• **Request**:
Rewrite the records below as a Markdown table with the columns "Row" and "Line", giving each non-blank line its own numbered row.

• **Excerpted records**:
* START *
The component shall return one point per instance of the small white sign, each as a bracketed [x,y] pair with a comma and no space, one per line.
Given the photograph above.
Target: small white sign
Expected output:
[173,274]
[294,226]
* END *
• **Exercise response**:
| Row | Line |
|---|---|
| 1 | The component shall return one point per instance of the small white sign, each as a bracketed [x,y] pair with a comma and no space, one per line. |
| 2 | Given the photograph above. |
| 3 | Target: small white sign |
| 4 | Expected output: |
| 5 | [173,274] |
| 6 | [294,226] |